Work order: In the data that follows, count each line with the string "over"; the reply is the number only.

Input data:
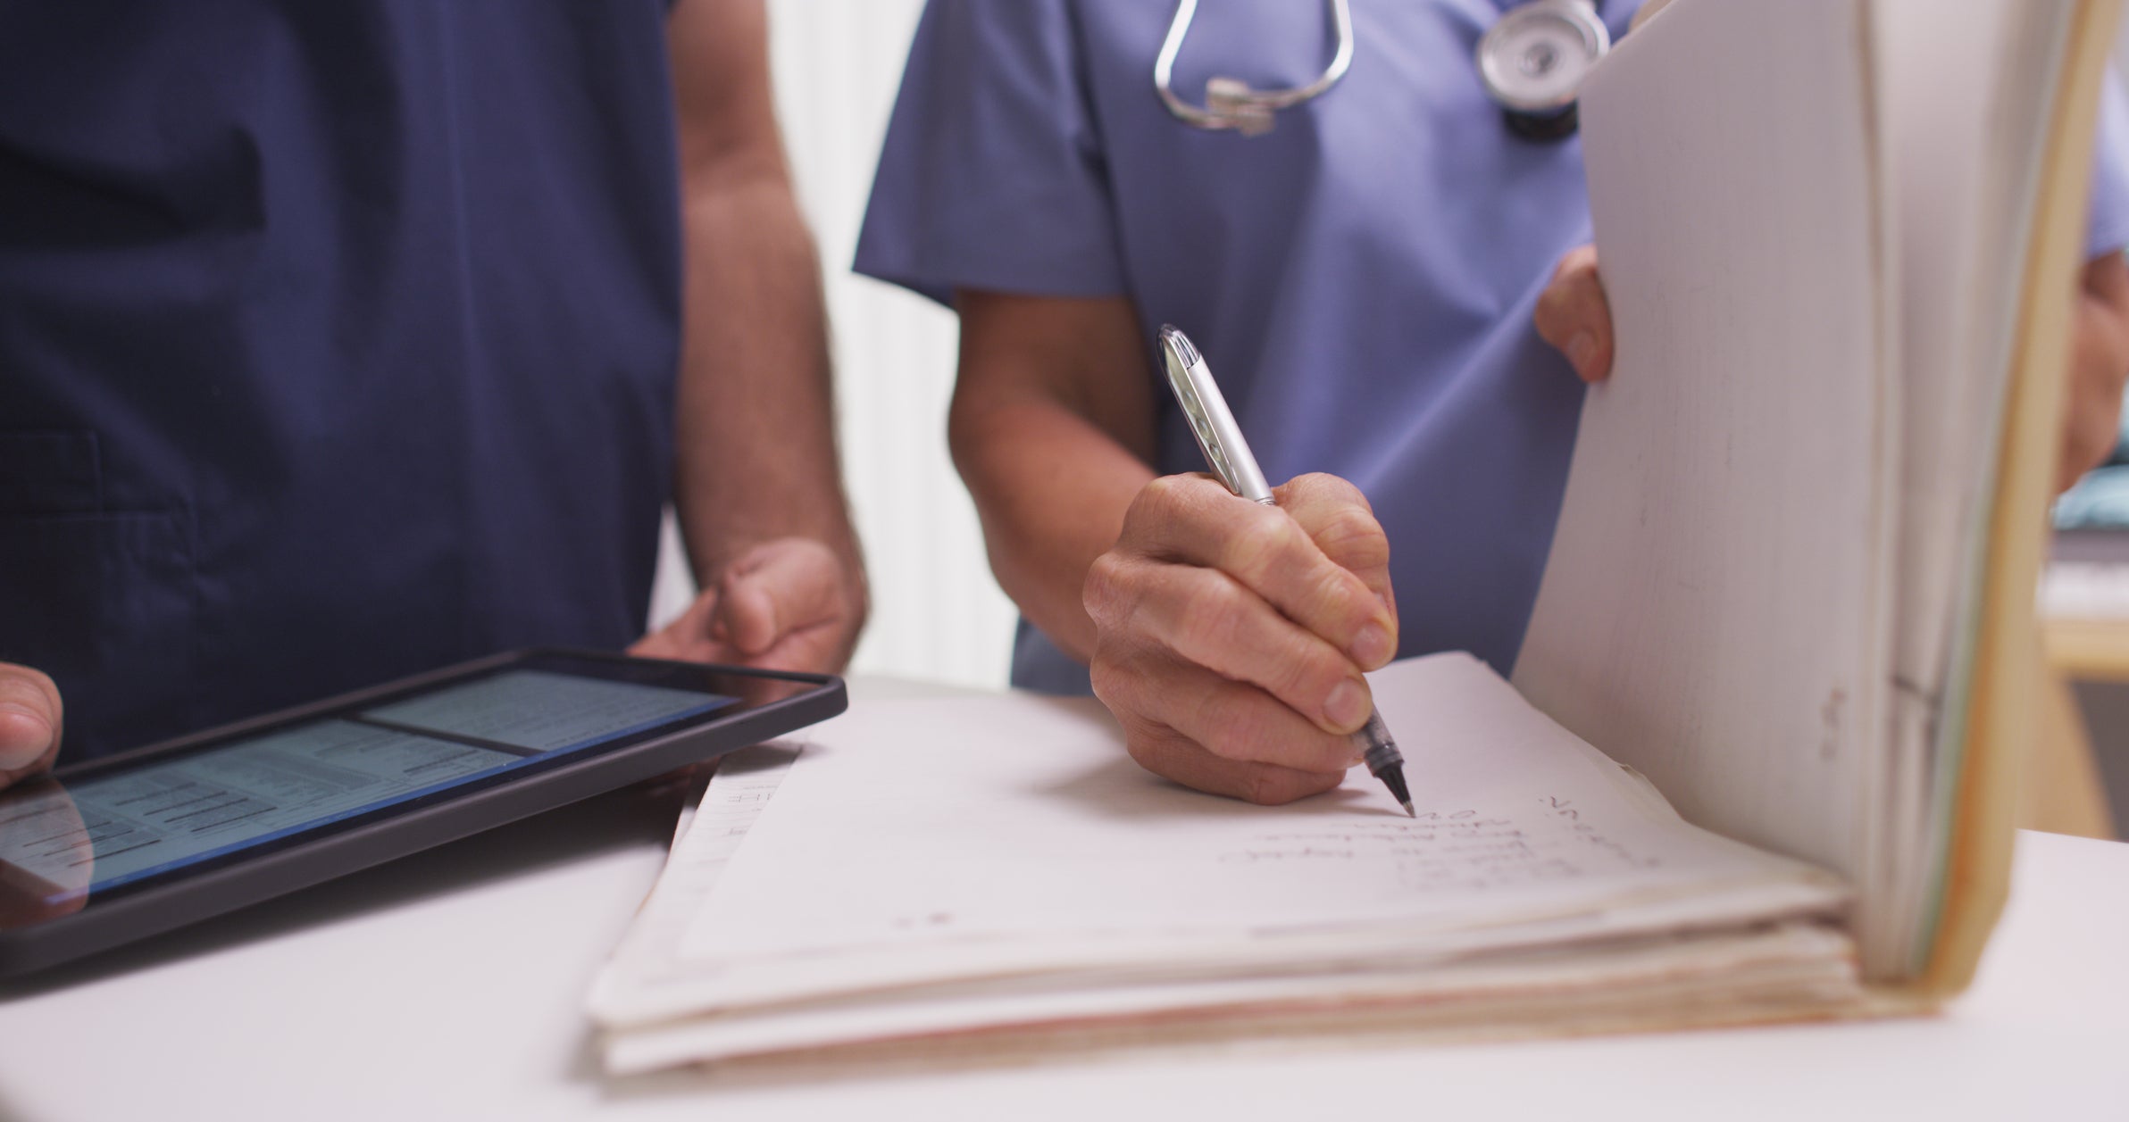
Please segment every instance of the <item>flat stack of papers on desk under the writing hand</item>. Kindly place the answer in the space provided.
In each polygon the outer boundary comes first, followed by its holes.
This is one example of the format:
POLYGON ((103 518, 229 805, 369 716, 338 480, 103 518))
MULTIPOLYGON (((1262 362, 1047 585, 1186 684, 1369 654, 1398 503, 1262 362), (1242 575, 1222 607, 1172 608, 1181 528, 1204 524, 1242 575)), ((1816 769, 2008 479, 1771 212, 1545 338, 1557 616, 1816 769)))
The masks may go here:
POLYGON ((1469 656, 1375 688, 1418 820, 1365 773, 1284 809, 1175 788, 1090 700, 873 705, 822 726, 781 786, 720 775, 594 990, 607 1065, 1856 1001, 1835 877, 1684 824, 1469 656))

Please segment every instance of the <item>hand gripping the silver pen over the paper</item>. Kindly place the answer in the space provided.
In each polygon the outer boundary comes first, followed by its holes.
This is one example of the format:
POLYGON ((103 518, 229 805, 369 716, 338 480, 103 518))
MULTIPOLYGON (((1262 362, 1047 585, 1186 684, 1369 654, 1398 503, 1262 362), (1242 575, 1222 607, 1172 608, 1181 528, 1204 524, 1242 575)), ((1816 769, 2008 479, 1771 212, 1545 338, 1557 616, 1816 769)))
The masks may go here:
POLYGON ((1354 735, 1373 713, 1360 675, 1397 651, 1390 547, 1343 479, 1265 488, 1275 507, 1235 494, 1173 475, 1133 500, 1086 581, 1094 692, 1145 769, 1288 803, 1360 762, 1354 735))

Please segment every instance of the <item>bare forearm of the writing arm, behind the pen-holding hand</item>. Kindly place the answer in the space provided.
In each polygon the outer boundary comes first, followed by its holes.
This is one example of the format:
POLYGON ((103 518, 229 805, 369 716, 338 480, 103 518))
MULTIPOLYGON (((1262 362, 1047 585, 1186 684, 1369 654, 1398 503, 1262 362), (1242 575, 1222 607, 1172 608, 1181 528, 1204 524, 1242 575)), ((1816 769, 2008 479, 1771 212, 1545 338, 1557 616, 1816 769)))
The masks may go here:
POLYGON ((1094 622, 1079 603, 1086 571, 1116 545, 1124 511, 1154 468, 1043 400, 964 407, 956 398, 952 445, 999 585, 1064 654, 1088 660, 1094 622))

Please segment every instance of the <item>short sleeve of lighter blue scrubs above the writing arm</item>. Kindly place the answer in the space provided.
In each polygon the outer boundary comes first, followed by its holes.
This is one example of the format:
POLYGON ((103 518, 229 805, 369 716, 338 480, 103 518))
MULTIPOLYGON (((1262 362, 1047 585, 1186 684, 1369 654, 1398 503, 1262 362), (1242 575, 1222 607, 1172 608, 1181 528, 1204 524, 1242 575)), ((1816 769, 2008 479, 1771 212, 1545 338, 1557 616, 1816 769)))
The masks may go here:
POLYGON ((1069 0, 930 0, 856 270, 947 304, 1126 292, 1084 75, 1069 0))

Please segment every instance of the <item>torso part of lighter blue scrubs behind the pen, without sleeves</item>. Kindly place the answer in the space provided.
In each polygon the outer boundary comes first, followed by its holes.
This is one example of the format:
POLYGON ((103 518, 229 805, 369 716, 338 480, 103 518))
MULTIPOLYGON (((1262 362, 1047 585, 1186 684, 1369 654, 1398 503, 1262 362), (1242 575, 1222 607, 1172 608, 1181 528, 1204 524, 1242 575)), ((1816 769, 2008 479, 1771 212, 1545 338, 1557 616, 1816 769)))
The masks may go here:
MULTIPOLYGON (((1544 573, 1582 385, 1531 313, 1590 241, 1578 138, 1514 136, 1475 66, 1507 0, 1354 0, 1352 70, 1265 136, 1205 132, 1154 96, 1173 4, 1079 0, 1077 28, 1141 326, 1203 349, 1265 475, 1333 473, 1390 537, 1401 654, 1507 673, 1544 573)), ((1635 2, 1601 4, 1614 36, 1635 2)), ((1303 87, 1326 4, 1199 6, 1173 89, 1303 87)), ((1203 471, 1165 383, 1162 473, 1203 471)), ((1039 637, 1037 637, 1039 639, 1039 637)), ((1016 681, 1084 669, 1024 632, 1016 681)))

==

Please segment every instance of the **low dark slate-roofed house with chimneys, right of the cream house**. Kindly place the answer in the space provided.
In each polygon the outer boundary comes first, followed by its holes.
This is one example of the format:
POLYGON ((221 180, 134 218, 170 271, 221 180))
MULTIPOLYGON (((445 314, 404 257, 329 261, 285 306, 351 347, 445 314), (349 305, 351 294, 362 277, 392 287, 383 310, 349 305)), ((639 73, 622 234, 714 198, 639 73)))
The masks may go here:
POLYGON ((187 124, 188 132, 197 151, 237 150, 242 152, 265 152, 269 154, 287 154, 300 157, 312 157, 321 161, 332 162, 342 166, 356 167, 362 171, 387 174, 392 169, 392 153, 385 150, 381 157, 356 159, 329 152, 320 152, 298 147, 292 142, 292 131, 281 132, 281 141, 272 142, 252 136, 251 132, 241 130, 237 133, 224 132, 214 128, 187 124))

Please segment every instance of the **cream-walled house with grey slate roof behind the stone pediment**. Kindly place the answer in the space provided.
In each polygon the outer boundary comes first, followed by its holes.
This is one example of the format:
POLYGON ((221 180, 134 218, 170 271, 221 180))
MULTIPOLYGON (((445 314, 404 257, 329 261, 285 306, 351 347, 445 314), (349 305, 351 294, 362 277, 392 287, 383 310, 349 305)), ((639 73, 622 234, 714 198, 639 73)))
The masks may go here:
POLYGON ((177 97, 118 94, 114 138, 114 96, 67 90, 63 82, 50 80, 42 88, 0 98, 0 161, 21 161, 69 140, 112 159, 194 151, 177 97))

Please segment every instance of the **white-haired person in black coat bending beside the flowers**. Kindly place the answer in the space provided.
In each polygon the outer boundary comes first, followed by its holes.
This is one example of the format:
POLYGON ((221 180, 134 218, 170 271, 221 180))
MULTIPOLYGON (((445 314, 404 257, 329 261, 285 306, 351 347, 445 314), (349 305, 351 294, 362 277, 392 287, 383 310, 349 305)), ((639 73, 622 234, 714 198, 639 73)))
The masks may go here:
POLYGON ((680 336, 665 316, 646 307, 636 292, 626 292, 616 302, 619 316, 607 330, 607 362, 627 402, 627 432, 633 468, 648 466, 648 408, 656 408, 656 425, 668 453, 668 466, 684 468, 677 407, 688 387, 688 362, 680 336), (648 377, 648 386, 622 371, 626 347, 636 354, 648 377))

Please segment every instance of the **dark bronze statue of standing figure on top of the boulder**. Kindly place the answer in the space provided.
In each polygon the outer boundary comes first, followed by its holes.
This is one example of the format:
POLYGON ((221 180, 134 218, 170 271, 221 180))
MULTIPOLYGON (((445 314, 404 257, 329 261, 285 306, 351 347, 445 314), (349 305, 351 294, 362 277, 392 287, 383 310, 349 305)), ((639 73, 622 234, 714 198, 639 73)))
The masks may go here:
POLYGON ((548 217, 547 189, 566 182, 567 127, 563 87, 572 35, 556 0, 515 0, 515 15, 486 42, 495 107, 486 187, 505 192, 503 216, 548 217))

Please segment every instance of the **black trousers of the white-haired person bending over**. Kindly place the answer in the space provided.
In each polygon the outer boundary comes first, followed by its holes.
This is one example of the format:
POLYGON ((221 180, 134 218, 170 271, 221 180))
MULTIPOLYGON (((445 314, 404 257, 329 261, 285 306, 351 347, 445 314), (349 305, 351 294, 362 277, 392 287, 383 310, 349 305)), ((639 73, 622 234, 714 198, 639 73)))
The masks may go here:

---

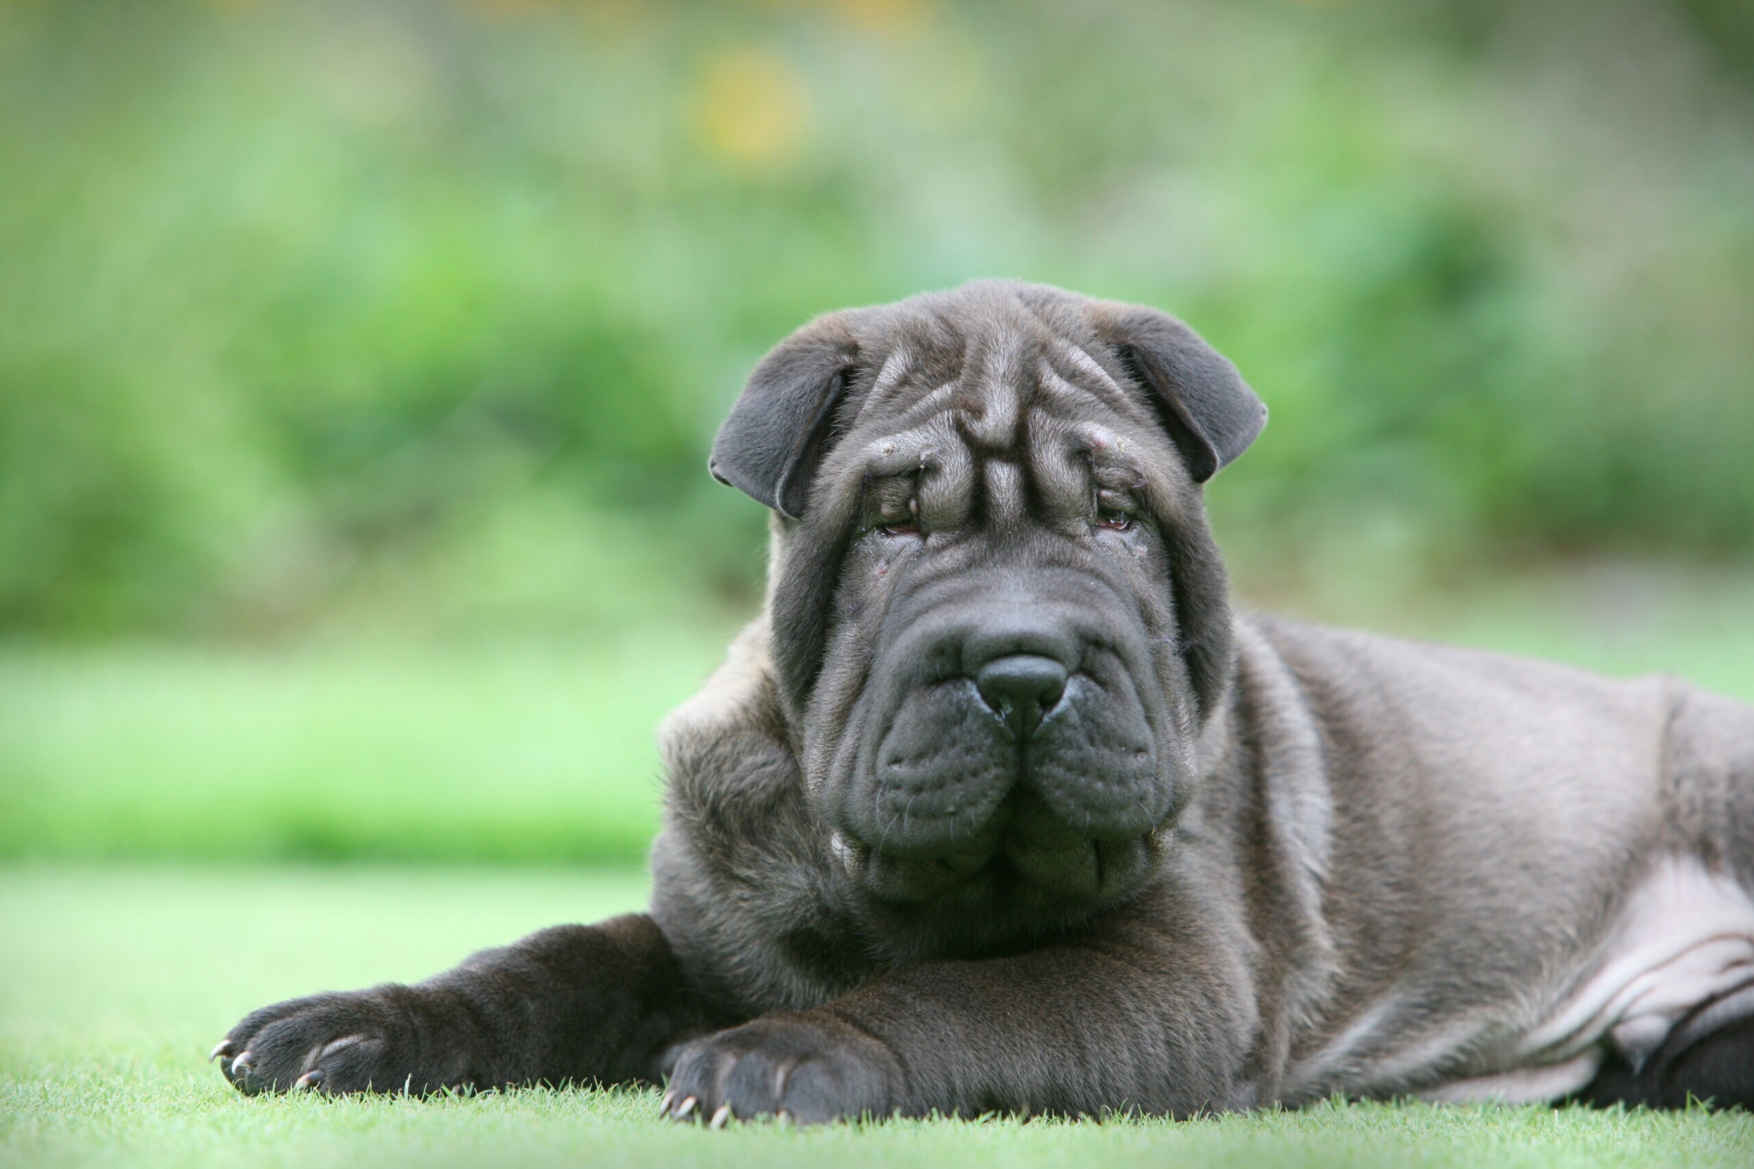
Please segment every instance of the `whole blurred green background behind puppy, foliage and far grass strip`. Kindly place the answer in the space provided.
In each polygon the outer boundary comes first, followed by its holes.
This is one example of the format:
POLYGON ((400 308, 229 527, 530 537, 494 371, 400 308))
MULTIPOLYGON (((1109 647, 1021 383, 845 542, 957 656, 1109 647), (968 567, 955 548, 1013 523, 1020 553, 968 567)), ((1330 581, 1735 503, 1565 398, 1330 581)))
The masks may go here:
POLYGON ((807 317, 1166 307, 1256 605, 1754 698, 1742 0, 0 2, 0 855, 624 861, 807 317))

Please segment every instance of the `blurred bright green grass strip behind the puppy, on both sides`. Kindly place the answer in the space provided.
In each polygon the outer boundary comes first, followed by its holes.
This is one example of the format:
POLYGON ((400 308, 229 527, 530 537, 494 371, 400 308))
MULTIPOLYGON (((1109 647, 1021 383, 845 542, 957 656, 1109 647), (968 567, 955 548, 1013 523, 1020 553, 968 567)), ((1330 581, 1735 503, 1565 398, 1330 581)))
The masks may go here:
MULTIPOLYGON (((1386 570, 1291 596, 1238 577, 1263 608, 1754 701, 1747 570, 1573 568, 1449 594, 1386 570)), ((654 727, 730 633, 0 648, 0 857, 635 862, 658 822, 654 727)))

Response for this exercise: 2